For this exercise, return exactly the lines of the material below that begin at the one with "box: [476, 114, 534, 148]" and stop after the one with "114L508 123L502 130L497".

********************

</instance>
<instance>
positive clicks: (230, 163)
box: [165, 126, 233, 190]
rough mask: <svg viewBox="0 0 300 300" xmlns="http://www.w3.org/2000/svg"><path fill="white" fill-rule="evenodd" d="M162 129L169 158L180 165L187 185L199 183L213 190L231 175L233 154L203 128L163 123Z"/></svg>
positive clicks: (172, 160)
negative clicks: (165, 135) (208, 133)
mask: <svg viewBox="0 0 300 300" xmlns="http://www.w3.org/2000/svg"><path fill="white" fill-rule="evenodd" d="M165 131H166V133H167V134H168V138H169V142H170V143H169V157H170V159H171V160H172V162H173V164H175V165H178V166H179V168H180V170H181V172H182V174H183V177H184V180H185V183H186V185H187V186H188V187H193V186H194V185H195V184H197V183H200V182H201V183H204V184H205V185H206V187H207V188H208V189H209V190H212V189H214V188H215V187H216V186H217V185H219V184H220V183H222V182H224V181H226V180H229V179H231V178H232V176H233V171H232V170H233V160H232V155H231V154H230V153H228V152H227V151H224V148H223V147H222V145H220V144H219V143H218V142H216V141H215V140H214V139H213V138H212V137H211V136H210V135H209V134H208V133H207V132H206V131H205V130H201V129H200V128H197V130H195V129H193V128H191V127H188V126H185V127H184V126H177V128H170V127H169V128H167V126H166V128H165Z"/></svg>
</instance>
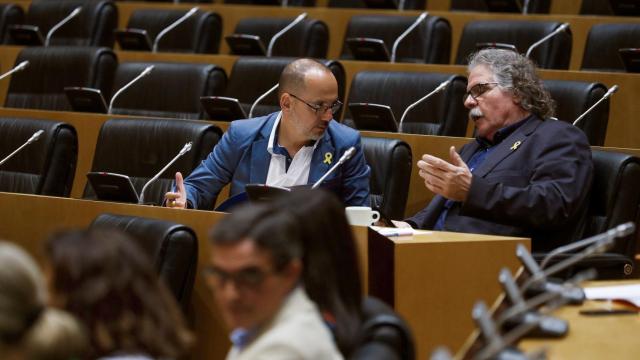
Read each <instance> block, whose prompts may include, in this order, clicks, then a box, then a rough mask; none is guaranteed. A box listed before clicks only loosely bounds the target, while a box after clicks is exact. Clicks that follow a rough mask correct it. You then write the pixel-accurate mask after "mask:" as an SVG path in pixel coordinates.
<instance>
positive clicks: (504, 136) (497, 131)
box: [476, 114, 534, 148]
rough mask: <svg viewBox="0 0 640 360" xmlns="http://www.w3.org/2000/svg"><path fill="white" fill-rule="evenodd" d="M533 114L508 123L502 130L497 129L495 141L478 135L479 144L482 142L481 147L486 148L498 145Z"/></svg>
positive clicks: (522, 124)
mask: <svg viewBox="0 0 640 360" xmlns="http://www.w3.org/2000/svg"><path fill="white" fill-rule="evenodd" d="M533 116H534V115H533V114H531V115H529V116H527V117H525V118H524V119H522V120H520V121H518V122H515V123H513V124H511V125H507V126H505V127H503V128H501V129H500V130H498V131H496V133H495V134H494V135H493V141H490V140H489V139H486V138H481V137H479V136H476V141H477V142H478V144H480V146H481V147H484V148H490V147H492V146H494V145H498V144H499V143H501V142H502V140H504V139H506V138H507V137H508V136H509V135H511V134H513V132H514V131H516V130H517V129H518V128H519V127H520V126H522V125H523V124H524V123H526V122H527V121H528V120H529V119H531V118H532V117H533Z"/></svg>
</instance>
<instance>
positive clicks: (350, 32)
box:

********************

PROBLEM SOLUTION:
box: [476, 114, 534, 148]
rough mask: <svg viewBox="0 0 640 360" xmlns="http://www.w3.org/2000/svg"><path fill="white" fill-rule="evenodd" d="M533 114L508 123L502 130L497 129L495 141L478 135L479 144L482 142L481 147L486 148L498 145Z"/></svg>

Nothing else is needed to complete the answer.